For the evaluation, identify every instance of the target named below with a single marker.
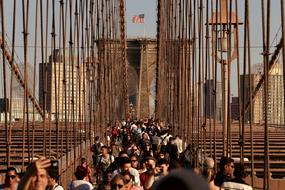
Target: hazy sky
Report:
(148, 8)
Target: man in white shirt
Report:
(53, 182)
(125, 164)
(82, 180)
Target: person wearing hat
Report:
(148, 177)
(11, 179)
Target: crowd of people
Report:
(136, 155)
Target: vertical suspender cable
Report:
(266, 43)
(283, 50)
(11, 86)
(34, 79)
(245, 84)
(250, 92)
(56, 66)
(4, 82)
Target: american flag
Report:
(138, 18)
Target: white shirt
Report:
(133, 172)
(80, 185)
(236, 186)
(57, 187)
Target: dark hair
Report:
(11, 169)
(162, 161)
(126, 172)
(54, 175)
(80, 172)
(239, 171)
(124, 160)
(122, 152)
(83, 160)
(116, 177)
(225, 161)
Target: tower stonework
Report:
(141, 56)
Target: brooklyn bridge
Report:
(209, 83)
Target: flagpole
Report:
(144, 30)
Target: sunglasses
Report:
(11, 176)
(114, 186)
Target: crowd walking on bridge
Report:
(137, 155)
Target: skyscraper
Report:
(56, 103)
(210, 92)
(275, 96)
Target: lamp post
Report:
(221, 35)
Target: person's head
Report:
(107, 176)
(40, 180)
(228, 166)
(134, 161)
(104, 150)
(163, 165)
(125, 163)
(129, 178)
(134, 149)
(123, 154)
(11, 177)
(208, 169)
(118, 182)
(161, 155)
(147, 146)
(80, 173)
(239, 171)
(83, 162)
(150, 163)
(144, 136)
(52, 178)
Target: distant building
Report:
(210, 92)
(235, 108)
(73, 102)
(275, 96)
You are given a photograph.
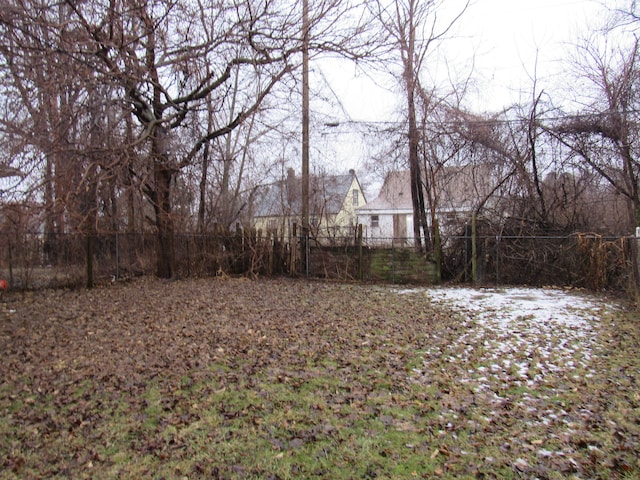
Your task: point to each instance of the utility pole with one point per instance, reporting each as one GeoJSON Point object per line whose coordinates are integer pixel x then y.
{"type": "Point", "coordinates": [304, 244]}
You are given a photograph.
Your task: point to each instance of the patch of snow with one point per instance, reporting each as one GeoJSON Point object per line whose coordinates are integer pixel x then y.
{"type": "Point", "coordinates": [519, 342]}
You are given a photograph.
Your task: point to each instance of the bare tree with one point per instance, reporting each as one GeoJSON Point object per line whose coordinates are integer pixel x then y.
{"type": "Point", "coordinates": [414, 29]}
{"type": "Point", "coordinates": [604, 132]}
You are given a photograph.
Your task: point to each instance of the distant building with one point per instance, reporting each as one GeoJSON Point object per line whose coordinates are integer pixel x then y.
{"type": "Point", "coordinates": [389, 217]}
{"type": "Point", "coordinates": [333, 200]}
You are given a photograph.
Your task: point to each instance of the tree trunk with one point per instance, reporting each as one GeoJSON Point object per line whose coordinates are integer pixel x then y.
{"type": "Point", "coordinates": [163, 176]}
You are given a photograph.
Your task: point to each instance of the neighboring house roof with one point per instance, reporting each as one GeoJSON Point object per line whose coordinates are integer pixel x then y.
{"type": "Point", "coordinates": [326, 195]}
{"type": "Point", "coordinates": [459, 188]}
{"type": "Point", "coordinates": [395, 195]}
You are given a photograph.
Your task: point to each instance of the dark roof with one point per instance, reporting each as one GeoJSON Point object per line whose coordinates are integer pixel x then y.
{"type": "Point", "coordinates": [326, 195]}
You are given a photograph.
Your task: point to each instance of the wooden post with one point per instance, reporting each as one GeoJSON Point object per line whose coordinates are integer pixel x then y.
{"type": "Point", "coordinates": [360, 259]}
{"type": "Point", "coordinates": [437, 253]}
{"type": "Point", "coordinates": [293, 249]}
{"type": "Point", "coordinates": [89, 261]}
{"type": "Point", "coordinates": [474, 248]}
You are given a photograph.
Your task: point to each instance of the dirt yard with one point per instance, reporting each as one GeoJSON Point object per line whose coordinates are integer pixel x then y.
{"type": "Point", "coordinates": [230, 378]}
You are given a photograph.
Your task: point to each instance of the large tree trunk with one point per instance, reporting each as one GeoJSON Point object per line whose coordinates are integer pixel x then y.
{"type": "Point", "coordinates": [163, 175]}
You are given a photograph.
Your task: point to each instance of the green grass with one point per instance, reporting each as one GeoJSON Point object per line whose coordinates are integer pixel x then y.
{"type": "Point", "coordinates": [281, 394]}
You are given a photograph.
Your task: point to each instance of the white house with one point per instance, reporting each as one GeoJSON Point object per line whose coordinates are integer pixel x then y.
{"type": "Point", "coordinates": [458, 192]}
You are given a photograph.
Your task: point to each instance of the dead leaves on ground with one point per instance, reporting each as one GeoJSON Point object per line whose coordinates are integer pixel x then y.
{"type": "Point", "coordinates": [231, 379]}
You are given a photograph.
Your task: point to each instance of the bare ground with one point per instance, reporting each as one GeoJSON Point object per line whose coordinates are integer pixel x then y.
{"type": "Point", "coordinates": [292, 379]}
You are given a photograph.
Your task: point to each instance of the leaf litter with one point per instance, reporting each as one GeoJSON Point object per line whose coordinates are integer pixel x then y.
{"type": "Point", "coordinates": [232, 378]}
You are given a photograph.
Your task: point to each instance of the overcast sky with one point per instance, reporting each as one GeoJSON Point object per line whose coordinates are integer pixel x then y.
{"type": "Point", "coordinates": [503, 39]}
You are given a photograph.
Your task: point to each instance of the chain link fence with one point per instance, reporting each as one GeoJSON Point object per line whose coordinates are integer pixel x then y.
{"type": "Point", "coordinates": [32, 261]}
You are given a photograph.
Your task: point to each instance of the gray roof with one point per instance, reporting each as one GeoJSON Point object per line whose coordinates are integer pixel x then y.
{"type": "Point", "coordinates": [459, 188]}
{"type": "Point", "coordinates": [395, 193]}
{"type": "Point", "coordinates": [284, 198]}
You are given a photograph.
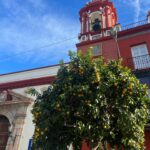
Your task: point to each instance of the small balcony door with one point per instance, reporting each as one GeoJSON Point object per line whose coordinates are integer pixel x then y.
{"type": "Point", "coordinates": [141, 57]}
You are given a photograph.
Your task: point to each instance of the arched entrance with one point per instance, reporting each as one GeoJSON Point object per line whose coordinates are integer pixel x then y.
{"type": "Point", "coordinates": [4, 132]}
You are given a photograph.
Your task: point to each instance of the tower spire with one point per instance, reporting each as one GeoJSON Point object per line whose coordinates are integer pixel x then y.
{"type": "Point", "coordinates": [97, 18]}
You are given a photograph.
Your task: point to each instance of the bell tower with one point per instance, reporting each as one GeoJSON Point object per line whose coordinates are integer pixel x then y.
{"type": "Point", "coordinates": [97, 18]}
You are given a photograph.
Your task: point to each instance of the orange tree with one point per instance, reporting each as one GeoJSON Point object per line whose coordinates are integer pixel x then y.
{"type": "Point", "coordinates": [92, 101]}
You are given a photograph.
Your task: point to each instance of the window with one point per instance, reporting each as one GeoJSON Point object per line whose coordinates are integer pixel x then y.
{"type": "Point", "coordinates": [96, 50]}
{"type": "Point", "coordinates": [141, 58]}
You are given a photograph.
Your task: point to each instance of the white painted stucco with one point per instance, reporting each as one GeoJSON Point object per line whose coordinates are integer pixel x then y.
{"type": "Point", "coordinates": [31, 74]}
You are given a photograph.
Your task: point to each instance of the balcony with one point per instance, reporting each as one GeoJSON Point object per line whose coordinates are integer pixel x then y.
{"type": "Point", "coordinates": [139, 62]}
{"type": "Point", "coordinates": [136, 24]}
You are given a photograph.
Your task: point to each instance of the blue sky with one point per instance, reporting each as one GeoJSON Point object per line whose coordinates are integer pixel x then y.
{"type": "Point", "coordinates": [30, 29]}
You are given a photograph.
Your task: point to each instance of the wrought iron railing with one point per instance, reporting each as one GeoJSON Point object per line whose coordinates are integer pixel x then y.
{"type": "Point", "coordinates": [139, 62]}
{"type": "Point", "coordinates": [133, 25]}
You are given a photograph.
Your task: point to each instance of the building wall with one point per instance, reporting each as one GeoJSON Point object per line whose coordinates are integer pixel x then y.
{"type": "Point", "coordinates": [126, 42]}
{"type": "Point", "coordinates": [108, 48]}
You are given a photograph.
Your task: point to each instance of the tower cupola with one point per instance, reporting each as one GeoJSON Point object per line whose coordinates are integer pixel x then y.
{"type": "Point", "coordinates": [97, 18]}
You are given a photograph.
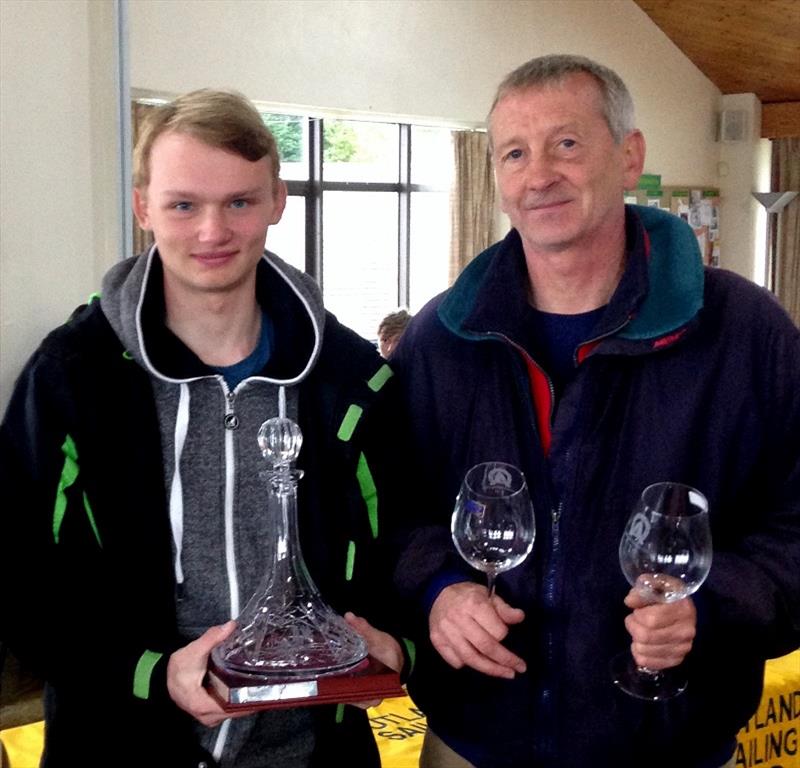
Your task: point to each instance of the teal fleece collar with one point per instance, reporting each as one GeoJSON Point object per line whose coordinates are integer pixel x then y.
{"type": "Point", "coordinates": [675, 279]}
{"type": "Point", "coordinates": [675, 276]}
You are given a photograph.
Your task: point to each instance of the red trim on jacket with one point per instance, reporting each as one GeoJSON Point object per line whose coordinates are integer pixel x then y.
{"type": "Point", "coordinates": [542, 401]}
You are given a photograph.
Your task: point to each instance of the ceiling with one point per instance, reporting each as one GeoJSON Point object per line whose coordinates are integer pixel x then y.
{"type": "Point", "coordinates": [742, 46]}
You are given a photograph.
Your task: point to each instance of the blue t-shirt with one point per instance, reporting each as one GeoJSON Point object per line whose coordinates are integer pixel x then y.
{"type": "Point", "coordinates": [254, 362]}
{"type": "Point", "coordinates": [552, 340]}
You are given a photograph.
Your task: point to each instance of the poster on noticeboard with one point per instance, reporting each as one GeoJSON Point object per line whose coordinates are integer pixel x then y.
{"type": "Point", "coordinates": [700, 209]}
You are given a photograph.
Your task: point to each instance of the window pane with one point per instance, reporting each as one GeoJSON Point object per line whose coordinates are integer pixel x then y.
{"type": "Point", "coordinates": [359, 151]}
{"type": "Point", "coordinates": [291, 134]}
{"type": "Point", "coordinates": [430, 246]}
{"type": "Point", "coordinates": [287, 238]}
{"type": "Point", "coordinates": [431, 156]}
{"type": "Point", "coordinates": [359, 275]}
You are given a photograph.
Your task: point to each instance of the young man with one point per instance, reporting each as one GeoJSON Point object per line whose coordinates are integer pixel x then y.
{"type": "Point", "coordinates": [592, 349]}
{"type": "Point", "coordinates": [131, 437]}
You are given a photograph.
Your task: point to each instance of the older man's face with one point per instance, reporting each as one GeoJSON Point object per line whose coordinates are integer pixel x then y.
{"type": "Point", "coordinates": [559, 172]}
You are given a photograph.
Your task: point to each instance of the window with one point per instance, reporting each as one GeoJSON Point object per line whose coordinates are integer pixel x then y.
{"type": "Point", "coordinates": [367, 214]}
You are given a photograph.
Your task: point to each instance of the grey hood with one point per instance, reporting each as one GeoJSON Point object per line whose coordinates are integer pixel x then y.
{"type": "Point", "coordinates": [132, 292]}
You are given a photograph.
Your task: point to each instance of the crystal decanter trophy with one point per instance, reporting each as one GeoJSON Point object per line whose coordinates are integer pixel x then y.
{"type": "Point", "coordinates": [290, 648]}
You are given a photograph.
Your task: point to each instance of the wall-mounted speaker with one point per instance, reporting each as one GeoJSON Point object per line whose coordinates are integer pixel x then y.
{"type": "Point", "coordinates": [732, 125]}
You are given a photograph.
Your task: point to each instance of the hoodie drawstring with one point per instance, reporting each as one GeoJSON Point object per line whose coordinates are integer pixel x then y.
{"type": "Point", "coordinates": [176, 489]}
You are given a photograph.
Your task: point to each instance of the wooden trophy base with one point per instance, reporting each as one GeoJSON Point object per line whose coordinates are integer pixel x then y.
{"type": "Point", "coordinates": [237, 691]}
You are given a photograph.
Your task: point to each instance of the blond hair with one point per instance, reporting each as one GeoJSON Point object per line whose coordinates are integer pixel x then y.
{"type": "Point", "coordinates": [221, 119]}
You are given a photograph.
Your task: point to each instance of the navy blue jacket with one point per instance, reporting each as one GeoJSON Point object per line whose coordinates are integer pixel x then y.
{"type": "Point", "coordinates": [693, 376]}
{"type": "Point", "coordinates": [88, 588]}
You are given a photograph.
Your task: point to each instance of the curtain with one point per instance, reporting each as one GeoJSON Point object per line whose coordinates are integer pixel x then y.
{"type": "Point", "coordinates": [142, 239]}
{"type": "Point", "coordinates": [786, 177]}
{"type": "Point", "coordinates": [473, 200]}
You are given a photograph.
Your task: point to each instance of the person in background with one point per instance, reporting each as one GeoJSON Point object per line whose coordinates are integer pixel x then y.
{"type": "Point", "coordinates": [391, 329]}
{"type": "Point", "coordinates": [131, 438]}
{"type": "Point", "coordinates": [592, 349]}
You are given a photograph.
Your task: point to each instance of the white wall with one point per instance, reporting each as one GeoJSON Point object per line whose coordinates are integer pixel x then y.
{"type": "Point", "coordinates": [744, 168]}
{"type": "Point", "coordinates": [434, 59]}
{"type": "Point", "coordinates": [431, 59]}
{"type": "Point", "coordinates": [53, 145]}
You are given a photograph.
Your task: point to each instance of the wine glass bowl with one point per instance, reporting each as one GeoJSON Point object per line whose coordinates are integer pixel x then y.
{"type": "Point", "coordinates": [665, 554]}
{"type": "Point", "coordinates": [493, 526]}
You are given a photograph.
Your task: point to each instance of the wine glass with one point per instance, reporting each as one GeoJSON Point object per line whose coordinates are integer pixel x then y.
{"type": "Point", "coordinates": [493, 525]}
{"type": "Point", "coordinates": [665, 554]}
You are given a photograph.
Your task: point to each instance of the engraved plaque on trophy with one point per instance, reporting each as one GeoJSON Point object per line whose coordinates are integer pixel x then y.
{"type": "Point", "coordinates": [289, 647]}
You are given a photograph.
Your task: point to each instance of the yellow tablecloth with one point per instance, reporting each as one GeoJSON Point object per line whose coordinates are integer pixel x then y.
{"type": "Point", "coordinates": [770, 740]}
{"type": "Point", "coordinates": [772, 737]}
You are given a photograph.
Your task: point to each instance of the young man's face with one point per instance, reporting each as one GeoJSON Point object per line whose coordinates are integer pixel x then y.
{"type": "Point", "coordinates": [560, 175]}
{"type": "Point", "coordinates": [209, 211]}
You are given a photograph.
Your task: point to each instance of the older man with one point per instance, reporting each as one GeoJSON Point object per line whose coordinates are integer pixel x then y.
{"type": "Point", "coordinates": [592, 349]}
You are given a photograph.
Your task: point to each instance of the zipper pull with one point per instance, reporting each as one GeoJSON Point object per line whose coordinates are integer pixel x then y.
{"type": "Point", "coordinates": [231, 419]}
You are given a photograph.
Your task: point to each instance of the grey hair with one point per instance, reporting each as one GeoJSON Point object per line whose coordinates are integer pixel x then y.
{"type": "Point", "coordinates": [617, 102]}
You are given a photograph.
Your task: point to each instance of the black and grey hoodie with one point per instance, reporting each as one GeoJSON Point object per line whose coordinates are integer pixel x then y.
{"type": "Point", "coordinates": [147, 515]}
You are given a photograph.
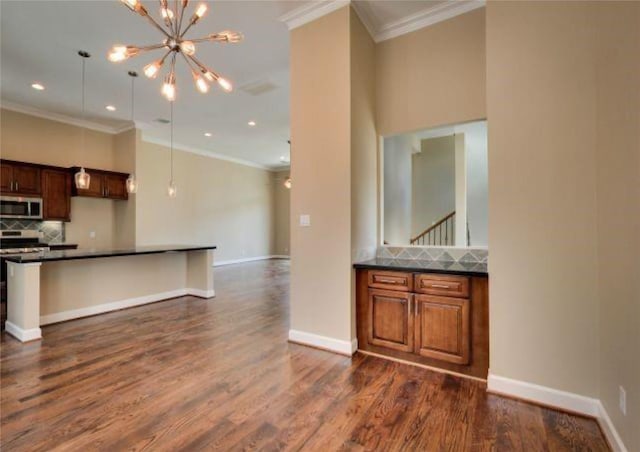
════
### Task brief
Locate every line in the records that contains the string "crowd" and copy each of those lines. Case counts, so only matches with the same capitalization qualify.

### Solution to the exercise
Target: crowd of people
Target: crowd walking on bridge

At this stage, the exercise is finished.